__SET PROBLEM__
Reproduce only the items below, starting at the line containing "Pin the bird's head" and ending with the last item. Keep the requests intact, and shift every number in the answer coordinates up by 122 without changing the coordinates in the requests.

__DATA PROVIDED__

┄┄┄┄┄┄┄┄┄┄

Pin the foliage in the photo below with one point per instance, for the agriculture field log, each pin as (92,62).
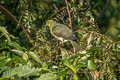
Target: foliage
(98,58)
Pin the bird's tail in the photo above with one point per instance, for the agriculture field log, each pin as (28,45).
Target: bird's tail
(75,45)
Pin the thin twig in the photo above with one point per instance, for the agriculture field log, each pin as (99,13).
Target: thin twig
(69,15)
(14,17)
(103,10)
(56,12)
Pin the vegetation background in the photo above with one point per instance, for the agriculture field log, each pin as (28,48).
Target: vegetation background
(29,52)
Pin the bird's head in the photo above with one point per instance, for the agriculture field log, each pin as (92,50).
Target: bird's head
(50,23)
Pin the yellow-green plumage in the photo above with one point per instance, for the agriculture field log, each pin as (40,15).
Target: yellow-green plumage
(62,33)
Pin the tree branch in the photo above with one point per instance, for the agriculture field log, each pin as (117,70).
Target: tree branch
(23,28)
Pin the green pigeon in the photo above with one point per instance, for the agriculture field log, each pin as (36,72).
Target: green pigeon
(63,33)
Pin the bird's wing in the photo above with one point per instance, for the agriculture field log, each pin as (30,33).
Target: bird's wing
(63,31)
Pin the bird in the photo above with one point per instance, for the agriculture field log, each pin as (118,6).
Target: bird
(63,33)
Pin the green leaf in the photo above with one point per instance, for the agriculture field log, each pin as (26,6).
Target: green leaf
(91,65)
(47,76)
(75,77)
(22,70)
(35,57)
(15,45)
(71,66)
(18,52)
(5,62)
(4,31)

┄┄┄┄┄┄┄┄┄┄

__REPLY__
Pin the bird's head in the photo above with one point per instance, for the agriculture field log, each pin as (92,50).
Target: bird's head
(172,145)
Pin the yellow-green plumage in the photo above with one point per instance, for the agriculture field log, each pin as (40,15).
Target: yellow-green plumage
(184,155)
Pin the tree branch in the photo above with one point per instance, for the agriculture field log, each pin as (117,70).
Target: tree branch
(145,150)
Pin the green pigeon in the photo above with one point per instance, for the agriculture field log, each pin as (36,72).
Target: green pigeon
(185,155)
Pin the bird's wing in the photo above with one point per instance, for the agriculture field log, each pin as (30,33).
Target: bird's wing
(185,153)
Pin the bird in the photo above with one point per instance, for the agriculture field log, each pin as (118,6).
Target: bird
(185,155)
Pin the green leaf in the photo above with one point per instance, for the agriculture field log, each pin as (26,6).
Target: green leaf
(213,187)
(169,198)
(197,199)
(144,192)
(157,179)
(137,167)
(193,188)
(140,174)
(127,184)
(126,153)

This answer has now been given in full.